SOURCE DOCUMENT –
The Presence of Absence - Holidays without Parents
A reflection about feeling the loss of parents over the holidays.
Posted December 26, 2014

My parents - Sept.17, 1948
My mother passed away about four years ago at age 85 and my father thirty years ago this January. He was 58. Now that I’m in my mid-fifties, many of my friends are encountering the first holiday season without a parent or parents. For them, I want to pass along this message – it does get better.
My parents inevitably visit me this time of year, in subtle ways, which I often miss if I’m too busy or stressed to sense their presence. This year, they appeared in a broken-down cardboard box. In a binge cleaning spree on Christmas Day, I found a cardboard box I’d filled and set aside with memorabilia from my parents’ house.
From this box I lifted my father’s flight bag complete with helmet, oxygen mask, and a miniature Polish bible signed with love from his parents. My son Daniel is a pilot, born almost a decade after my Dad’s death. Daniel showed me how the visor drops down on the helmet, and explained the need for oxygen above 12,000 feet. Daniel’s build and athleticism mirror my father’s. Although my father never held my son, I could sense Dad as Daniel held that knicked and scuffed helmet and explained the facts of their mutual passion to me, the intermediary, who always felt safer with her feet planted on the ground.
My Dad, always the filmmaker/photographer, long before these hobbies were digital or easy, made a film of Christmas morning in the mid 1960s. In this film, he delicately lifted the folded wrapping paper label that revealed the names assigned to each present. This Christmas, my Jewish husband, Ken, created those same folded labels, scrawled with our children’s names. Ken always insists that my father, an ardent Catholic, would have rejected him outright. They never met because Dad died about four years before I met Ken. Why do I feel like these tiny labels on packages are my father’s silent defense to his ability to change and embrace?

WHAT YOU WILL DO –
1: Write out the part of the reflection on holidays without parents starting with "Posted December 26, 2014" and going on through "does get better.".
2: In the reflection on holidays without parents, what three things came in the father's flight bag?
You won't need the items for any of this.

INFORMATION GIVEN –
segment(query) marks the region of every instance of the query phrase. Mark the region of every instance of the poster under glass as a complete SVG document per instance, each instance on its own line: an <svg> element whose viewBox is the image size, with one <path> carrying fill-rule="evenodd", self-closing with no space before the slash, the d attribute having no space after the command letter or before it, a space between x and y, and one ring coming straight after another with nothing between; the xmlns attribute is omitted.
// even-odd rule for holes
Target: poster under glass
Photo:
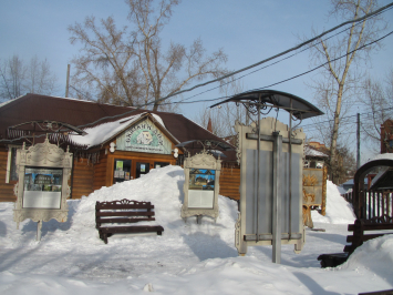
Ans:
<svg viewBox="0 0 393 295"><path fill-rule="evenodd" d="M23 207L60 208L62 169L25 167Z"/></svg>
<svg viewBox="0 0 393 295"><path fill-rule="evenodd" d="M213 208L216 171L189 169L188 207Z"/></svg>

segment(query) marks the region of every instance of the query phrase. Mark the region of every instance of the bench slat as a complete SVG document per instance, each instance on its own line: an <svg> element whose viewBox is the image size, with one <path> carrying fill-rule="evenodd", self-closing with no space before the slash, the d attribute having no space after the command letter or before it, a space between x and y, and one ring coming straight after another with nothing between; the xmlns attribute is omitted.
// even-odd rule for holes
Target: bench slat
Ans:
<svg viewBox="0 0 393 295"><path fill-rule="evenodd" d="M116 212L96 212L95 216L154 216L154 212L130 212L130 211L116 211Z"/></svg>
<svg viewBox="0 0 393 295"><path fill-rule="evenodd" d="M99 230L104 234L164 232L164 227L161 225L101 226Z"/></svg>
<svg viewBox="0 0 393 295"><path fill-rule="evenodd" d="M353 232L355 228L354 224L348 225L348 231ZM381 230L393 230L393 223L366 223L362 225L363 231L381 231Z"/></svg>
<svg viewBox="0 0 393 295"><path fill-rule="evenodd" d="M154 208L154 205L136 205L136 204L96 204L96 210L111 210L111 208Z"/></svg>
<svg viewBox="0 0 393 295"><path fill-rule="evenodd" d="M139 222L139 221L155 221L155 217L149 217L149 218L134 218L134 217L123 217L123 218L96 218L96 223L134 223L134 222Z"/></svg>
<svg viewBox="0 0 393 295"><path fill-rule="evenodd" d="M365 242L365 241L369 241L369 240L372 240L372 238L375 238L375 237L380 237L380 236L383 236L385 234L392 234L392 233L383 233L383 234L363 234L362 236L362 241ZM347 236L347 242L348 243L352 243L353 242L353 235L349 235Z"/></svg>

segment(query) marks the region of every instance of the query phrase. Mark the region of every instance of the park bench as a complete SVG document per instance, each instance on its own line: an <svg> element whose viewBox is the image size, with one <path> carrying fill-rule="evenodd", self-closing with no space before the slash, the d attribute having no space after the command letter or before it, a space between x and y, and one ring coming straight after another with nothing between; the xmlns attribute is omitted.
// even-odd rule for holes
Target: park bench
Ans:
<svg viewBox="0 0 393 295"><path fill-rule="evenodd" d="M380 170L383 167L383 170ZM371 171L379 170L380 176L364 187L364 177ZM348 225L352 235L347 236L344 253L322 254L318 256L322 267L334 267L344 263L348 257L364 242L393 234L385 232L393 230L393 160L376 159L362 165L353 179L353 192L345 200L352 203L353 213L356 216L354 224ZM369 232L365 234L365 232ZM374 233L370 233L374 232Z"/></svg>
<svg viewBox="0 0 393 295"><path fill-rule="evenodd" d="M123 199L95 204L95 227L105 244L107 244L107 237L113 234L156 232L162 235L164 232L161 225L135 225L142 221L155 221L154 205L151 202Z"/></svg>
<svg viewBox="0 0 393 295"><path fill-rule="evenodd" d="M389 216L384 216L385 218ZM373 231L386 231L393 230L393 223L378 223L378 222L369 222L365 223L364 220L356 220L354 224L348 225L348 231L352 232L352 235L347 236L347 242L351 243L350 245L344 246L343 253L331 253L331 254L322 254L318 256L318 261L321 262L322 267L335 267L342 263L344 263L348 257L355 251L356 247L361 246L363 242L366 242L371 238L375 238L379 236L383 236L385 234L393 234L393 232L384 232L376 234L365 234L364 232L373 232Z"/></svg>

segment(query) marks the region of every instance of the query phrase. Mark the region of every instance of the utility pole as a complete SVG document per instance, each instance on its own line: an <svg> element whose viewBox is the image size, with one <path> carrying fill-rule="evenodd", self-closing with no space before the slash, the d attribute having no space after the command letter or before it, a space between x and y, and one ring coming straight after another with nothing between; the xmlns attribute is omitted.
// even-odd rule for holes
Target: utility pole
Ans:
<svg viewBox="0 0 393 295"><path fill-rule="evenodd" d="M66 65L66 85L65 85L65 98L69 96L69 88L70 88L70 68L71 65Z"/></svg>
<svg viewBox="0 0 393 295"><path fill-rule="evenodd" d="M358 156L356 156L356 170L360 169L360 113L358 113L358 132L356 132L356 141L358 141Z"/></svg>

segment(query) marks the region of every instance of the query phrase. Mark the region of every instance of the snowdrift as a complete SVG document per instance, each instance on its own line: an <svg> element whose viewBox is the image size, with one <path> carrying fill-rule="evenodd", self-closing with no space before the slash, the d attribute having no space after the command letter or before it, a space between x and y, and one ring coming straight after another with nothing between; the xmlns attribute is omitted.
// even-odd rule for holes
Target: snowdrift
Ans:
<svg viewBox="0 0 393 295"><path fill-rule="evenodd" d="M328 184L327 216L307 231L303 251L282 246L281 265L271 263L271 246L249 247L245 257L234 246L237 203L219 196L219 217L180 218L184 171L152 170L142 179L102 187L70 200L69 220L42 226L24 221L15 230L12 203L0 203L0 294L358 294L393 287L393 236L366 242L339 268L321 269L318 255L341 252L350 205ZM158 235L114 235L105 245L95 230L95 202L151 201Z"/></svg>

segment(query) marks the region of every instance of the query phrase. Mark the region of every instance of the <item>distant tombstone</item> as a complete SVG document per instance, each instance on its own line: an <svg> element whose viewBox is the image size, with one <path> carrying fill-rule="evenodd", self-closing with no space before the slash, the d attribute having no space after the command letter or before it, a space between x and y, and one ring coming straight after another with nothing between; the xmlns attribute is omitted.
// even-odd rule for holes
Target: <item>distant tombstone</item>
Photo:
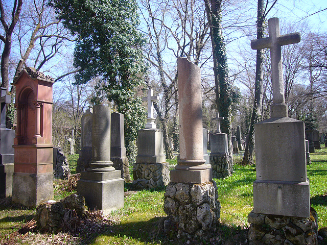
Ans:
<svg viewBox="0 0 327 245"><path fill-rule="evenodd" d="M110 108L93 107L92 161L81 173L77 192L85 198L91 209L105 215L124 207L124 180L110 160Z"/></svg>
<svg viewBox="0 0 327 245"><path fill-rule="evenodd" d="M164 154L162 131L156 128L153 115L153 101L158 100L153 96L152 89L142 99L148 102L148 118L145 129L138 130L137 155L133 166L133 184L137 189L163 187L170 181L169 163Z"/></svg>
<svg viewBox="0 0 327 245"><path fill-rule="evenodd" d="M212 119L217 121L217 131L211 136L210 164L213 177L218 179L230 176L232 173L232 157L228 153L227 134L220 131L220 121L223 119L223 117L219 117L218 112L217 116Z"/></svg>
<svg viewBox="0 0 327 245"><path fill-rule="evenodd" d="M255 125L256 180L253 210L248 216L249 241L304 244L310 233L310 244L317 244L313 241L317 241L317 220L311 218L316 213L310 208L304 122L288 117L283 81L281 46L299 42L300 35L281 35L277 18L269 19L268 27L268 37L251 41L252 49L270 50L273 99L271 118ZM302 229L295 222L303 225Z"/></svg>
<svg viewBox="0 0 327 245"><path fill-rule="evenodd" d="M14 173L14 138L15 130L6 128L6 104L11 102L6 88L1 88L0 114L0 198L12 194L12 175Z"/></svg>
<svg viewBox="0 0 327 245"><path fill-rule="evenodd" d="M17 127L12 200L36 207L53 199L53 78L34 68L14 79Z"/></svg>
<svg viewBox="0 0 327 245"><path fill-rule="evenodd" d="M122 178L126 183L131 182L129 164L126 156L124 135L124 115L118 112L111 113L111 160L116 170L122 172Z"/></svg>

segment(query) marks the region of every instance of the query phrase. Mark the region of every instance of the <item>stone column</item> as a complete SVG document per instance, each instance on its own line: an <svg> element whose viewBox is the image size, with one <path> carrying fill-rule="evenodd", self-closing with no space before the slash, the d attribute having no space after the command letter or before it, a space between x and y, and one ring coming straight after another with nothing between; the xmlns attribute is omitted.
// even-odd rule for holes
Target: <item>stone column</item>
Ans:
<svg viewBox="0 0 327 245"><path fill-rule="evenodd" d="M179 236L209 237L220 204L212 169L203 159L200 68L181 58L178 68L180 159L165 194L164 209L170 220L165 224L174 224L170 227L178 227Z"/></svg>
<svg viewBox="0 0 327 245"><path fill-rule="evenodd" d="M90 209L101 209L105 214L124 206L124 180L110 160L110 118L109 107L94 106L92 161L77 185Z"/></svg>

YOUR WRITTEN ANSWERS –
1:
Posted December 26, 2014

My parents - Sept.17, 1948
My mother passed away about four years ago at age 85 and my father thirty years ago this January. He was 58. Now that I’m in my mid-fifties, many of my friends are encountering the first holiday season without a parent or parents. For them, I want to pass along this message – it does get better.

2:
- Helmet
- Oxygen mask
- Miniature Polish bible